ENTRIES PROVIDED Start Marker
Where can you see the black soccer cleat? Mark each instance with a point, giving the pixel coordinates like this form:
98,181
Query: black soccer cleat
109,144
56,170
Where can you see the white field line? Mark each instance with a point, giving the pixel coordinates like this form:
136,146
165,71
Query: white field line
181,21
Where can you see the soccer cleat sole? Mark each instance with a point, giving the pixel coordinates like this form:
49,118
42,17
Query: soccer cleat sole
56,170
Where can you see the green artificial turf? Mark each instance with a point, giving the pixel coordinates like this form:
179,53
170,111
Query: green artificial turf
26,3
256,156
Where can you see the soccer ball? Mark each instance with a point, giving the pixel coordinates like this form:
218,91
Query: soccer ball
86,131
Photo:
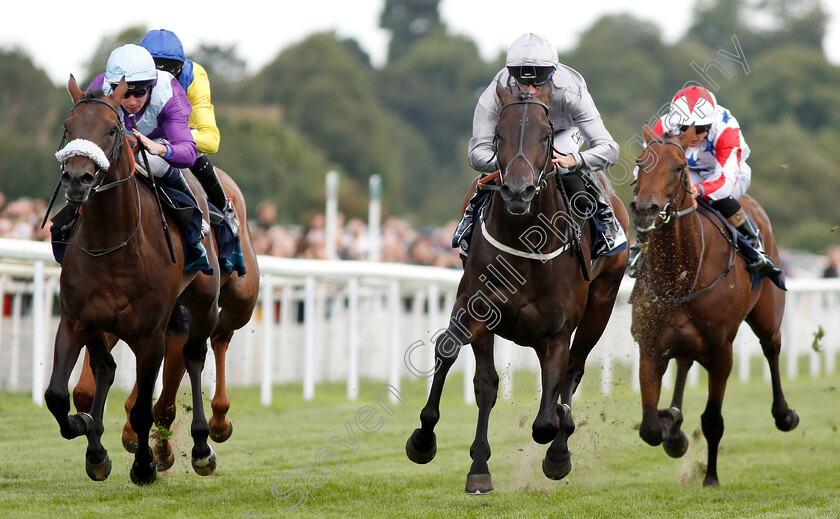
ENTRIES PROVIDED End Marker
Only one thing is required: an exact printout of the lines from the line containing "Where can you see the soccer ball?" through the last line of the records, pictures excluded.

Where can you see the soccer ball? Mark each instance with a point, giving the pixel coordinates like this form:
218,91
Query: soccer ball
86,131
Photo:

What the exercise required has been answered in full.